(Image entries on named regions)
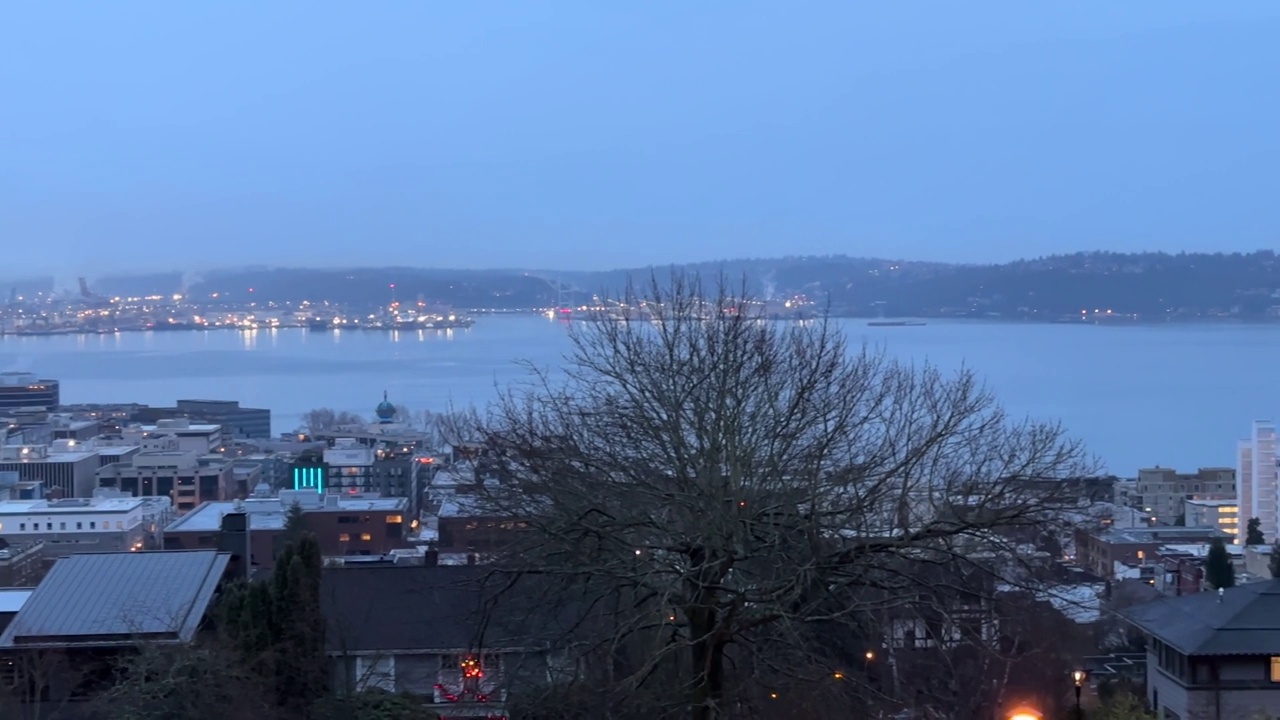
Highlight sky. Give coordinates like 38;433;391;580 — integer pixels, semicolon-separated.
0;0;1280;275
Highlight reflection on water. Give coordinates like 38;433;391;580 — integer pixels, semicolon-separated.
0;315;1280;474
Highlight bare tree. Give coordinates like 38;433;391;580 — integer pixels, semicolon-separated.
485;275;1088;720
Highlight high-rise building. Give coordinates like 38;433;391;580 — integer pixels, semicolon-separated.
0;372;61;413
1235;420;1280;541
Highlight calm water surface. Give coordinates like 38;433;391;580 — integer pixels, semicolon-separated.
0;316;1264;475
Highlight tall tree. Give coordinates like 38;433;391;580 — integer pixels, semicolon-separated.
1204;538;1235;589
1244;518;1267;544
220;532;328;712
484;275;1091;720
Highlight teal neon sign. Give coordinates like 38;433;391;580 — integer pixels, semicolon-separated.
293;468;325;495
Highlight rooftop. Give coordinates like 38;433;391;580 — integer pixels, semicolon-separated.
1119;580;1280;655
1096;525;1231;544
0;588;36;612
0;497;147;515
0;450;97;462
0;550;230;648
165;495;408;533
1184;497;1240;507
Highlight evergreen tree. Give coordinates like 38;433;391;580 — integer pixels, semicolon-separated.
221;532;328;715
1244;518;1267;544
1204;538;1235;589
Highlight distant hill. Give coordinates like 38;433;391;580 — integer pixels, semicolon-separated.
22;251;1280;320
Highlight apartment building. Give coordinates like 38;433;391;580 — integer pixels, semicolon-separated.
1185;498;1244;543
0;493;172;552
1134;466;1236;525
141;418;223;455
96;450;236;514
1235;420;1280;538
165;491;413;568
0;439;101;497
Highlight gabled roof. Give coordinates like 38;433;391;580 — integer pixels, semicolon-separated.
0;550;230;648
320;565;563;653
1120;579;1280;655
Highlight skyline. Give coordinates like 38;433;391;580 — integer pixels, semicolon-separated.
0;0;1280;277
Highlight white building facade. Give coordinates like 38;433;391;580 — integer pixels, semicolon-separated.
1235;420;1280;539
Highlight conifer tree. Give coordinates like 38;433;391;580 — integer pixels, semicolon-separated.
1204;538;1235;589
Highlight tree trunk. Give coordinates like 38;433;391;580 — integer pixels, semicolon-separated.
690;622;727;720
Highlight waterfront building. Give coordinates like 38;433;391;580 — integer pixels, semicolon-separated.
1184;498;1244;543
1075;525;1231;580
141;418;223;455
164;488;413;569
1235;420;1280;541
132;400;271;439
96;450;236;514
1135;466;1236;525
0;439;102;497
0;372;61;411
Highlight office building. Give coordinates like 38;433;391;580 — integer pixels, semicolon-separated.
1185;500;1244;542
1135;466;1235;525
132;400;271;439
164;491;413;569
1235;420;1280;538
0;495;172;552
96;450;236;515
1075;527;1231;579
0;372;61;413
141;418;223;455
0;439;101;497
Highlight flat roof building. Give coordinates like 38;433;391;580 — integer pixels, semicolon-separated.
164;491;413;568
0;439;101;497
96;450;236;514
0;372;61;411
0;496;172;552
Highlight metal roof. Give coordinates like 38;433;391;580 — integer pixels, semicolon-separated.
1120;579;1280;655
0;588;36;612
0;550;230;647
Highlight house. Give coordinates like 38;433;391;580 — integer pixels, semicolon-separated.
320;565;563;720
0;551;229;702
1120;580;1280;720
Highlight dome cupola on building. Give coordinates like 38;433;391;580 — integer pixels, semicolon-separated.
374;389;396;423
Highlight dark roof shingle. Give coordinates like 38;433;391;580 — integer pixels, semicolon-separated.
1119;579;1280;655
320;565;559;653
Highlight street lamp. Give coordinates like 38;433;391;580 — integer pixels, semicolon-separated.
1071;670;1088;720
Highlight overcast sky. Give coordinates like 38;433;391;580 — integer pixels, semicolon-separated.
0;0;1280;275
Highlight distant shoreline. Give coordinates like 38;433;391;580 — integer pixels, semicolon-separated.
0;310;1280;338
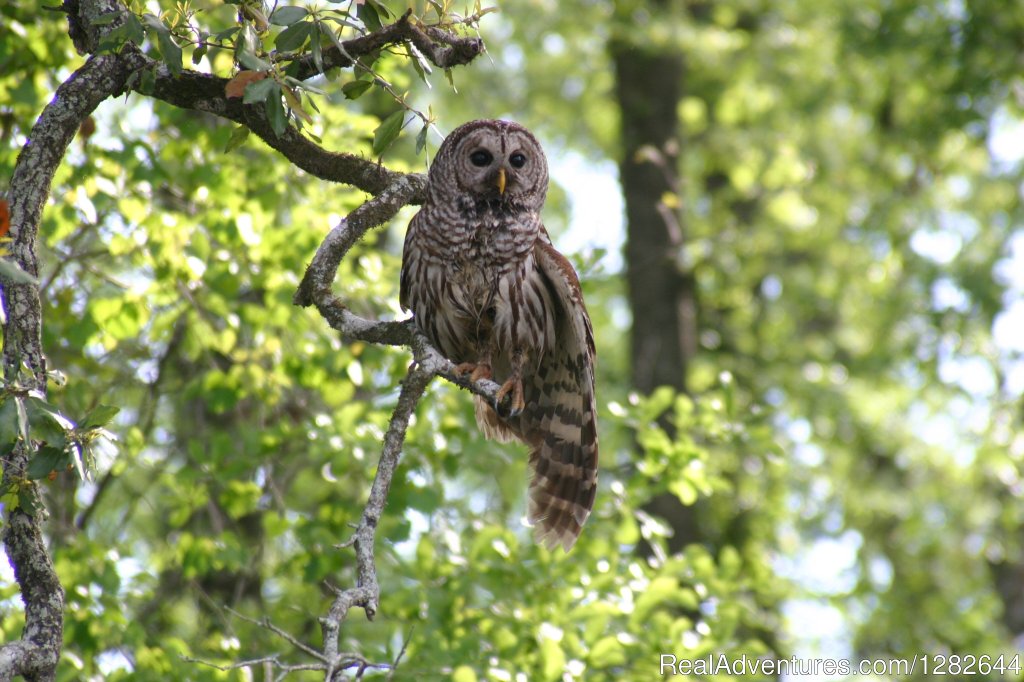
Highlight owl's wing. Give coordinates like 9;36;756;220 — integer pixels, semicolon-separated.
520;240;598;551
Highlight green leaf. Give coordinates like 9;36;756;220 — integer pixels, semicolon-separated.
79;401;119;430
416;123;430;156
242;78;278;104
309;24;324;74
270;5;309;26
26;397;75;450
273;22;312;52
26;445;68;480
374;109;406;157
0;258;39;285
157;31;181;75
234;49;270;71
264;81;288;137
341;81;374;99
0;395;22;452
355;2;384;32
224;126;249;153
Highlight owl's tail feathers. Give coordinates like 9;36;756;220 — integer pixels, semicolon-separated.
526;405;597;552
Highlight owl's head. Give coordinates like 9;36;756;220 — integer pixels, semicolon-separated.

▶ **Requirements**
Pull out the records from the line with "Highlight flat roof" up to and including the line with "520;240;598;551", copying each line exactly. Leave the pictures out of your answer.

▶ **Solution**
Highlight flat roof building. Give coordinates like 38;433;391;580 — integer pixels, semicolon-separated.
164;491;413;568
0;439;101;497
96;450;236;514
0;372;61;411
0;496;172;552
Highlight metal roof. Give coordinates like 38;433;391;580 — integer pixels, semicolon-separated.
1120;579;1280;655
0;588;36;612
0;550;230;647
Highlight house. Give coordinates like 38;433;391;580 — integer pixels, semicolon-separated.
320;565;563;720
0;551;229;702
1120;580;1280;720
Highlight dome cupola on building. Give coordinates like 38;433;391;580 — integer pixels, semicolon-separated.
374;389;396;423
Highlight dark roof shingle. Give coordinates like 38;433;391;580 — integer pixels, semicolon-separated.
1119;579;1280;655
320;565;559;653
Highlight street lamp. Give coordinates like 38;433;391;580 — integer pixels, semicolon-separated.
1071;670;1088;720
Highlight overcast sky. Give coordinates like 38;433;391;580 — integer pixels, semicolon-separated.
0;0;1280;275
Highlight distant shoreline. Give coordinates like 38;433;391;580 — integer pixels, semicolon-separated.
0;310;1280;338
Highlight owl's wing. Give coordinates like 9;36;756;220 — integer pixels, semicolon-separated.
520;240;598;551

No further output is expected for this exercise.